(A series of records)
[START]
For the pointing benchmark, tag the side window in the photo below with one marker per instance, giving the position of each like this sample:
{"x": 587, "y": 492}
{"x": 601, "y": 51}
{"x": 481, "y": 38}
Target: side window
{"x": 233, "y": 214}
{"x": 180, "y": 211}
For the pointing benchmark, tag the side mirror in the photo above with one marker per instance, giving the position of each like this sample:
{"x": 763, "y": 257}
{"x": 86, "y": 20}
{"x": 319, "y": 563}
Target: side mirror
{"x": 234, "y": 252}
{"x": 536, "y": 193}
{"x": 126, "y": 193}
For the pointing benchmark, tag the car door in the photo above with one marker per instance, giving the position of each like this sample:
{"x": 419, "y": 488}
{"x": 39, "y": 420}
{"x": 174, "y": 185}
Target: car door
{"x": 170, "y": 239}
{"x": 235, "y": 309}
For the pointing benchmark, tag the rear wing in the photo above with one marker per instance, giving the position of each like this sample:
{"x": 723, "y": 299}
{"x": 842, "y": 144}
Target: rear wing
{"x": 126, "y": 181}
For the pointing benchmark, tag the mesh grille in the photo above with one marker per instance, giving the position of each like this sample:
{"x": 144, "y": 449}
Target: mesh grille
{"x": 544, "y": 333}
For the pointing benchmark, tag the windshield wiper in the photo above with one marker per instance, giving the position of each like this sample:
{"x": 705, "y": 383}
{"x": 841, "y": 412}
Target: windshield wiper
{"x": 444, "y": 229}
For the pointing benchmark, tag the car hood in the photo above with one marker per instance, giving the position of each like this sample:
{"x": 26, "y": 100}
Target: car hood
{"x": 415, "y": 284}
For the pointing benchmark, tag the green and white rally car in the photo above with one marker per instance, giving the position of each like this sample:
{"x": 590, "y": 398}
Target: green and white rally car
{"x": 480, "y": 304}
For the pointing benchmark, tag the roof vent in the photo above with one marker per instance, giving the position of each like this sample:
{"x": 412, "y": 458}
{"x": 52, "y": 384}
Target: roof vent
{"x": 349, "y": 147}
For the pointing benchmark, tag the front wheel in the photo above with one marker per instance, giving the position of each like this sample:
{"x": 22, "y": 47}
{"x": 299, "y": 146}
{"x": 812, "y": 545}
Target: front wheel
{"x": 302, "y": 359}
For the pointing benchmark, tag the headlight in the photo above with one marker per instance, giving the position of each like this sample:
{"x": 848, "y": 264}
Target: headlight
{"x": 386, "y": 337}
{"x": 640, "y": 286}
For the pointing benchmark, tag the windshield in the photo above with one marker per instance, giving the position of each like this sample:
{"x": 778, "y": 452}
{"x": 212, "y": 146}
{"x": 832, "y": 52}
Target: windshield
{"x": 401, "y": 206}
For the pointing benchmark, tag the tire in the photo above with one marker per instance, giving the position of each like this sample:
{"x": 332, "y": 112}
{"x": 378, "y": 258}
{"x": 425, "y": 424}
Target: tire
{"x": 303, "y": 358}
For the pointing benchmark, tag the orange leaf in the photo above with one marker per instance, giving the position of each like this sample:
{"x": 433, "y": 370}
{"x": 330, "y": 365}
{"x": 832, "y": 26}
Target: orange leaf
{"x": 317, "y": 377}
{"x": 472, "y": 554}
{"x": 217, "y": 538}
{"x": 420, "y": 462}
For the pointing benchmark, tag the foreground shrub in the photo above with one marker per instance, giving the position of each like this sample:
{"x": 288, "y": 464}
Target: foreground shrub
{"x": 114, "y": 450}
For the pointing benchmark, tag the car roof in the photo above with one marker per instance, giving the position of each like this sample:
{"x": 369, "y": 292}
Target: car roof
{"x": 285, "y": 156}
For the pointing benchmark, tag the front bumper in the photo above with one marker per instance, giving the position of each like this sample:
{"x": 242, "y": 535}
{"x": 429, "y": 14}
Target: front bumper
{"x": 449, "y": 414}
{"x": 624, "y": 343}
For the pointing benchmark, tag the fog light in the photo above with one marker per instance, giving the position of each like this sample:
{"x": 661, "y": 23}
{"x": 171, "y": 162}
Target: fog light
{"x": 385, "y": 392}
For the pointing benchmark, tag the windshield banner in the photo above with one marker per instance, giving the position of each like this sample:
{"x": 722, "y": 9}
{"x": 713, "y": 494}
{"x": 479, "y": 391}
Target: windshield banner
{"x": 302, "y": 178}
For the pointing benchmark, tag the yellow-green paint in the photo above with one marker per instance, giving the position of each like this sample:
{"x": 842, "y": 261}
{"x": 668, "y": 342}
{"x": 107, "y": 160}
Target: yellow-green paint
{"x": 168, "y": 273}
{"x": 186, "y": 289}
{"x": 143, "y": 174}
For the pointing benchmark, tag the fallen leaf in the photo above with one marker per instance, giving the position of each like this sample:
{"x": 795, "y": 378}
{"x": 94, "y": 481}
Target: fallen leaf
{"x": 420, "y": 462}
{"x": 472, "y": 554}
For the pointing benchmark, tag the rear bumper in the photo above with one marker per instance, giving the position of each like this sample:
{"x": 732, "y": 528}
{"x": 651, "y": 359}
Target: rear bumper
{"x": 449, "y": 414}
[END]
Reproduce all of the material above word for word, line by line.

For the pointing benchmark, tag the side window in the photo below with one marker per instance, giving the position of each like this sample:
{"x": 587, "y": 492}
{"x": 601, "y": 51}
{"x": 481, "y": 38}
Target: side window
{"x": 233, "y": 214}
{"x": 180, "y": 211}
For the pointing benchmark, tag the side mirror in the photo above with one marker per instance, giving the position of each like this sample:
{"x": 763, "y": 257}
{"x": 86, "y": 20}
{"x": 319, "y": 563}
Target: side mirror
{"x": 234, "y": 252}
{"x": 536, "y": 193}
{"x": 126, "y": 193}
For the pointing benchmark, tag the car door in the photo above with one marker per instance, giving the position of each like this sample:
{"x": 419, "y": 488}
{"x": 39, "y": 420}
{"x": 174, "y": 185}
Target: car door
{"x": 170, "y": 239}
{"x": 235, "y": 309}
For the pointing benchmark, tag the rear wing in the photo above with one marker per instance, giving the position of each like this sample:
{"x": 723, "y": 299}
{"x": 842, "y": 144}
Target: rear wing
{"x": 126, "y": 181}
For the pointing benchmark, tag the mesh grille in the photo above with one marker per instance, giving the position of each like this sample:
{"x": 144, "y": 449}
Target: mesh grille
{"x": 544, "y": 333}
For the pointing benchmark, tag the windshield wiper in the photo above with one marker per instance, giving the position of each like this sample:
{"x": 705, "y": 383}
{"x": 841, "y": 412}
Target: windshield wiper
{"x": 444, "y": 229}
For the pointing benchmark, tag the car hood in the photo above with one marker per instance, giving the position of each like this sample:
{"x": 26, "y": 100}
Target: car hood
{"x": 415, "y": 284}
For the pointing benchmark, tag the green and white rally car in the photo above with one marker per instance, giving the position of each like this sample:
{"x": 590, "y": 398}
Target: green and white rally car
{"x": 480, "y": 304}
For the pointing benchmark, tag the roof vent in the photo above with one marker per instance, giving the position of each like this sample:
{"x": 412, "y": 458}
{"x": 52, "y": 384}
Target: roof vent
{"x": 349, "y": 147}
For the pointing benchmark, tag the front wheel in the photo above with one marker per instance, giving the position of each like this sample:
{"x": 22, "y": 47}
{"x": 299, "y": 146}
{"x": 812, "y": 545}
Target: front wheel
{"x": 302, "y": 359}
For the pointing benchmark, tag the headlight in the photo above with one marker per instance, giving the position of each like this sample:
{"x": 848, "y": 264}
Target: headlight
{"x": 386, "y": 337}
{"x": 640, "y": 286}
For the pointing benchmark, tag the windshield in the photo above with one marker per instance, giving the position of each like this sample:
{"x": 778, "y": 452}
{"x": 212, "y": 146}
{"x": 832, "y": 52}
Target: windshield
{"x": 401, "y": 206}
For the pointing benchmark, tag the tire in the photo above with one marker per instance, giving the position of each like this sample:
{"x": 332, "y": 112}
{"x": 378, "y": 258}
{"x": 425, "y": 424}
Target: tire
{"x": 303, "y": 358}
For the pointing benchmark, tag the orange leaf in the photo above with one marker per instance, giving the position of each like this sample:
{"x": 433, "y": 370}
{"x": 330, "y": 365}
{"x": 832, "y": 26}
Target: orange leaf
{"x": 317, "y": 377}
{"x": 472, "y": 554}
{"x": 217, "y": 538}
{"x": 420, "y": 462}
For the pointing benchmark, tag the foreground shrub in the photo above with one marker per instance, giving the position of each like this sample:
{"x": 288, "y": 464}
Target: foreground shrub
{"x": 114, "y": 450}
For the pointing benchmark, tag the car roof in the photo above with one marker per instance, giving the position of each like this sample:
{"x": 369, "y": 292}
Target: car roof
{"x": 285, "y": 156}
For the pointing benchmark, tag the front bumper in the photo above with one marker per instance, giving the position of each like this sample:
{"x": 242, "y": 535}
{"x": 429, "y": 14}
Target: front bumper
{"x": 449, "y": 414}
{"x": 624, "y": 343}
For the pointing benchmark, tag the fog light in the photo above with one marker per instance, giving the position of each like this sample:
{"x": 661, "y": 23}
{"x": 171, "y": 162}
Target: fog light
{"x": 385, "y": 392}
For the pointing benchmark, tag the windshield banner in the photo above with one marker per instance, giving the position of each like this sample:
{"x": 722, "y": 9}
{"x": 713, "y": 494}
{"x": 479, "y": 391}
Target: windshield banner
{"x": 302, "y": 178}
For the pointing benchmark, tag the yellow-green paint in the photo above with one marker per instance, giving the position of each like this sample:
{"x": 842, "y": 261}
{"x": 668, "y": 342}
{"x": 107, "y": 160}
Target: yellow-green paint
{"x": 168, "y": 273}
{"x": 186, "y": 289}
{"x": 143, "y": 174}
For the pointing benchmark, tag the fallen leaf in the photo above with one marker per instance, giving the position of each like this sample:
{"x": 795, "y": 378}
{"x": 94, "y": 481}
Target: fallen leaf
{"x": 420, "y": 462}
{"x": 472, "y": 554}
For the pointing benchmark, tag the rear bumper in the photo above with one marker per instance, giving the position of each like this sample:
{"x": 732, "y": 528}
{"x": 651, "y": 359}
Target: rear bumper
{"x": 449, "y": 414}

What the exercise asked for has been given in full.